• **TEXT FOR ANALYSIS**:
--------------------------------

But rather than talk about how the system might have failed a disabled man, pundits and politicians blamed Garner's health for his own death, the researchers write.
"If he had not had asthma and a heart condition and was so obese, almost definitely he would not have died," said Rep. Peter King (R-NY), at the time. "He was a victim of himself. It’s just that simple," added Bob McManus, a conservative columnist at the New York Post.
Those kinds of comments lack empathy for the disabled, and mark a missed opportunity, the report argues.
"When we leave disability out of the conversation or only consider it as an individual medical problem, we miss the ways in which disability intersects with other factors that often lead to police violence," says the report. "Conversely, when we include disability at the intersection of parallel social issues, we come to understand the issues better, and new solutions emerge."
Other lower-profile examples of disabled people dying when in contact with law enforcement are no less jarring than those mentioned above. Seattle police shot and killed deaf Native American woodcarver John Williams in 2010, after he didn't comply with an officer's verbal command to drop his carving knife and wooden board. In 2013, Robert Saylor, a man with down syndrome, died by asphyxiation at the hands of police during a movie theater confrontation. Last year, 25-year-old Lavall Hall was shot by police after his mother called police to help get him to a psychiatric facility to treat his schizophrenia and bipolar disorders. No officers were charged in any of those incidents.
A few months after Hall's tragedy, Sandra Bland, who long suffered from depression, was found dead in a Texas jail cell, sparking a national uproar. The officer who initially pulled Bland over was fired last week, and is facing perjury charges. (He is pleading not guilty.)
Official, comprehensive data about deadly encounters with police officers is nonexistent. It was only last year, with the emergence of The Guardian's "The Counted" database, and the Washington Post's own database that anyone began tracking it in earnest. (FBI director James Comey even commented late last year that "it is unacceptable" that the newspapers have better data than the federal government.)
Both newspapers attempted to track those with mental illness. The Guardian found that 26% of those killed by police had some sign of mental illness, while the Washington Post found about 24% of the same.

--------------------------------

• **STORED DATA**:
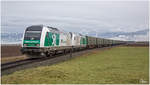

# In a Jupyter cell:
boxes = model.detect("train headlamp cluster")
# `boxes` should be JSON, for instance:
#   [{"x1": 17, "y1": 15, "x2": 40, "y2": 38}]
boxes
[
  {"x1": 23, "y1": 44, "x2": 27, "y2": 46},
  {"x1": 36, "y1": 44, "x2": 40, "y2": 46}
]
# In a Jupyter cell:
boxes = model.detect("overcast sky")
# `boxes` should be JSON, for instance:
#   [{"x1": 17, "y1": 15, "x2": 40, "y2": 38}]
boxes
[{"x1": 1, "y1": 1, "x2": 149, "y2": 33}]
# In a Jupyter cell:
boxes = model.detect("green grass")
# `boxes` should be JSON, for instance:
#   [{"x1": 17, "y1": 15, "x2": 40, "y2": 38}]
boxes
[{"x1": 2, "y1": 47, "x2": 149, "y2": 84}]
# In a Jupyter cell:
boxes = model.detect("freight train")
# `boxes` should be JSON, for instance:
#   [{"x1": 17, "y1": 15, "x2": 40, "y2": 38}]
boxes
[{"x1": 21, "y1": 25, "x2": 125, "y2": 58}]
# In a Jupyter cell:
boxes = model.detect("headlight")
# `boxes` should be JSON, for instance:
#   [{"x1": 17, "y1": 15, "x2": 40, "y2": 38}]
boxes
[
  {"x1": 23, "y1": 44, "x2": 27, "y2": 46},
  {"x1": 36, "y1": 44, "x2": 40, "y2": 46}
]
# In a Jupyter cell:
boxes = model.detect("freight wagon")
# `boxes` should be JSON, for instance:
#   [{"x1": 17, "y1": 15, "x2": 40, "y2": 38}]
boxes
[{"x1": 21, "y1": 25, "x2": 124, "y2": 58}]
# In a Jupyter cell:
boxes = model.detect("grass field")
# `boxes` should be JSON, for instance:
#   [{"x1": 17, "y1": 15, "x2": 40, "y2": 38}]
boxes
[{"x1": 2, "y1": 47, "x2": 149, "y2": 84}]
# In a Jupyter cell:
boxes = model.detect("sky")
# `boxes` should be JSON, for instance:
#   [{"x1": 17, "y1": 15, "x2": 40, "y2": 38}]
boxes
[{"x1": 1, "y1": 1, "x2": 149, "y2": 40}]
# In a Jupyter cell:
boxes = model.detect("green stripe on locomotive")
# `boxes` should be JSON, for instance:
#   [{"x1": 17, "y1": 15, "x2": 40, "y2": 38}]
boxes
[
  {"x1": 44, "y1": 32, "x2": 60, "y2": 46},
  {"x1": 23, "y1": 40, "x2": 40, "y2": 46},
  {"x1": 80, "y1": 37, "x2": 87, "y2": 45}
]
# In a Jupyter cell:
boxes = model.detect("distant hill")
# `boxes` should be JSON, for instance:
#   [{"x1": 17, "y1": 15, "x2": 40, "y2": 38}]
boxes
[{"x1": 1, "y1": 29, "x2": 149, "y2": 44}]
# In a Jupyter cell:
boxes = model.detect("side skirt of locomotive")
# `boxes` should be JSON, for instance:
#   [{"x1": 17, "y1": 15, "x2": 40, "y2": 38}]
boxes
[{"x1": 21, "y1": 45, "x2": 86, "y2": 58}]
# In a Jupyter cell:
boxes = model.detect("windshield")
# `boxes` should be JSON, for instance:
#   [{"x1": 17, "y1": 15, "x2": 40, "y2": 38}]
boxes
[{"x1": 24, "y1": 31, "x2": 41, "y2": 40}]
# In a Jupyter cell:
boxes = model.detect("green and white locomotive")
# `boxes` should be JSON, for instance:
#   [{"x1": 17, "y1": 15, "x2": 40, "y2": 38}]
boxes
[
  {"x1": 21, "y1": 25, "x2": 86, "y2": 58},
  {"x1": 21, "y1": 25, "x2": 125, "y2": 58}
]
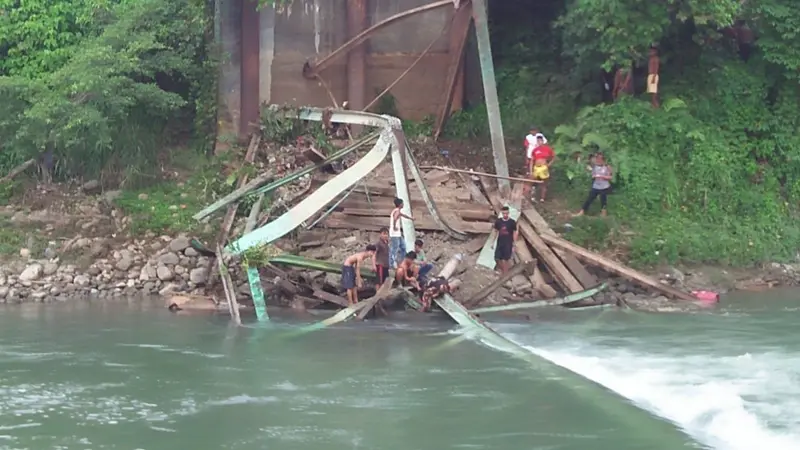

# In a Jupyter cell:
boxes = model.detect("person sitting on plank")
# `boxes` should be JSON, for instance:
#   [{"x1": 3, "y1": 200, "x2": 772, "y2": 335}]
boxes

--------------------------------

• **REQUIREMENT 1**: List every person whom the passage on disability and police violence quotes directly, giving each name as the passage does.
• **REQUIREMENT 2**: Reproduce a part of the passage on disability and police violence word for word, beginning at the words "But rather than" and stopping after "the researchers write.".
• **REQUIREMENT 3**: According to the passage on disability and police violence, what share of people killed by police did The Guardian find showed some sign of mental illness?

• **EXPECTED ANSWER 1**:
Rep. Peter King (R-NY)
Bob McManus
James Comey

• **EXPECTED ANSWER 2**:
But rather than talk about how the system might have failed a disabled man, pundits and politicians blamed Garner's health for his own death, the researchers write.

• **EXPECTED ANSWER 3**: 26%